Calculate turbine thrust for furling

[XXLRay]

According to http://www.thebackshed.com/windmill/Docs/Furling.asp the thrust of a wind turbine is calculated by

Turbine Thrust = diameter² * wind speed² / 24

Isn't that just a rough estimation? As far as I know the power a wind turbine produces is calculated by:

0,5 * air density * wind area * wind speed³ * efficiency factor

Following this formula shouldn't the calculation of the turbine thrust look like

0,5 x 1,2 * 5,2 * 216 x 0,3

I have to claim that my formula is more complex but isn't it more precise on the other hand?

[Flux]

Yes your formula is more precise but as far as I am concerned even your formula gets you only in the ball park.

The issue is not the thrust on the prop, even if you calculate that exactly you are left with a factor not included in the equations at all.

There is a tendency for the prop to seek the wind and I don't know of any equation that even approximately addresses this issue. The seeking force seems to depend on many factors and something that works on one mill on one site may not work out on another on a different site.

My experience has been that the calculated furling point can be in error by a very large margin and if you choose an offset that is too small it will never furl at all.

Probably the larger the offset the nearer you get to the mathematical solutions given by those formulae as the seeking force seems to get swamped with larger offsets.

It's nice to be able to reduce these things to formulae but unless you can account for all the factors the answer will not be very exact. Fluid dynamics is a tricky subject and seems to contain more constants and fiddle factors than most other branches of science. Computer simulation has come a long way in the last few years but even for commercial wind power with servo yaw there is probably little incentive to look into this seeking force thing. Start with a tail half the calculated weight and you stand a chance of being safe.

Flux

[XXLRay]

Thanks a lot. That's all I needed to know.

[bobshau]

I agree that the furling equations are complicated. Most of the equations do not adequately cover how much the center of pressure on the rotor moves away from the center of rotation as a function of yaw angle. For example, we know that the center of pressure on a ship's rudder moves to the quarter chord point as a function of the angle of attack. This is why the rudder shaft is located near the quarter chord point in order to reduce the resulting torque requirements. With regard to a wind turbine rotor, I expect the center of pressure moves horizontally away from the center of rotation toward the windward side of the rotor as yaw increases. My limited search of data has led me to include the following term in my furling equation:

Rotor offset corrected for yaw=(1-.4)x actual rotor offset.

This has the effect of setting the tail weight to (1-.4)=.6 of the weight normally calculated without accounting for the movement of the center of pressure. This is close to Flux's recommendation of using 50% of the calculated weight. It has worked for my 20 foot diameter rotor with a 12" offset using a 26 pound tail assembly measured at 17 feet with 32 sq ft of sail area. This arrangement begins to furl around 20 mph.

I am still searching for good data. Any suggestions? Restoring torque vs. yaw angle would be a good place to start if anyone knows of any.

[Ungrounded Lightning Rod]

I am still searching for good data. Any suggestions? Restoring torque vs. yaw angle would be a good place to start if anyone knows of any.
- - - - - - -
→ Requirement 1
Gather every line of the listing that contains the word "white", paying attention to case.
The furling thread and the listing have nothing to do with each other.
- - - - - - -
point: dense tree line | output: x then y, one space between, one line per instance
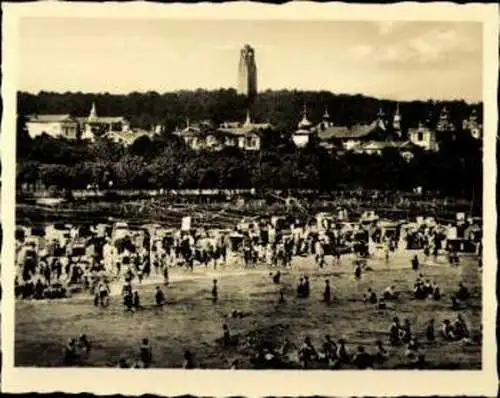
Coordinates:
166 162
281 108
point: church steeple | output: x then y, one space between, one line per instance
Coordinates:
248 121
326 115
396 123
304 123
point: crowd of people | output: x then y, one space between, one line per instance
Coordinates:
58 262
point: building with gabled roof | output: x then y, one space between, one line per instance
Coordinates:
55 126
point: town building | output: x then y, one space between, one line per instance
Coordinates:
55 126
94 125
247 136
247 72
305 131
362 138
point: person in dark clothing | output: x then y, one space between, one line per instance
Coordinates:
84 344
436 294
128 301
281 300
406 329
381 304
215 294
188 360
394 332
307 290
429 331
165 276
226 338
342 352
463 293
136 302
361 359
122 364
300 288
145 353
358 271
277 277
415 263
39 288
159 297
371 297
381 353
327 294
70 355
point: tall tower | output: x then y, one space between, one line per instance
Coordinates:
93 112
247 72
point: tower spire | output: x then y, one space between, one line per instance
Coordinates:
93 112
326 115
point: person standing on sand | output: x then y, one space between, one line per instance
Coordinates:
215 294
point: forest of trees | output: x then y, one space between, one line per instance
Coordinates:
166 162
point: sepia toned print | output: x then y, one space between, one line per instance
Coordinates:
250 194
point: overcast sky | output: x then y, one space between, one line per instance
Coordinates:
400 60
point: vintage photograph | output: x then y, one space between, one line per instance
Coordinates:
249 194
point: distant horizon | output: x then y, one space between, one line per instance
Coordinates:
393 60
160 93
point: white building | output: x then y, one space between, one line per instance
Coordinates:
424 137
56 126
98 125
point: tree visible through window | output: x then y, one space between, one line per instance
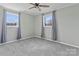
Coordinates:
11 19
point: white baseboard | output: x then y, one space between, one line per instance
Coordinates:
15 40
62 43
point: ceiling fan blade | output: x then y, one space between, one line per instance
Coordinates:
32 3
39 9
44 5
32 7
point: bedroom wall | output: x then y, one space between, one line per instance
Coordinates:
68 25
1 18
27 27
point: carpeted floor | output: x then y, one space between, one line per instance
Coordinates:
37 47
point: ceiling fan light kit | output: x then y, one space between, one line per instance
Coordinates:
37 6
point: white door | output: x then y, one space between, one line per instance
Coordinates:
11 25
11 33
48 33
48 26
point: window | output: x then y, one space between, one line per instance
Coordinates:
11 19
47 20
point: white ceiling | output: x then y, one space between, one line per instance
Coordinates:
25 7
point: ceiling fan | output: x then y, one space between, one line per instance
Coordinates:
37 6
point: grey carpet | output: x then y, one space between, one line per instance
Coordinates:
37 47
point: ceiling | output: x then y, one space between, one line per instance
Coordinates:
24 7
- - - - - - -
→ Requirement 2
In the furling thread, at about what wind speed does bobshau's 20-foot rotor begin to furl?

→ Worked solution 1
point: white building | output: x then y, one space between, one line per instance
point: white baseboard | output: x then y, one space between, one line per instance
point: white door | output: x then y, one space between, one line per instance
point: white ceiling | output: x then y, one space between, one line per instance

→ Worked solution 2
Around 20 mph.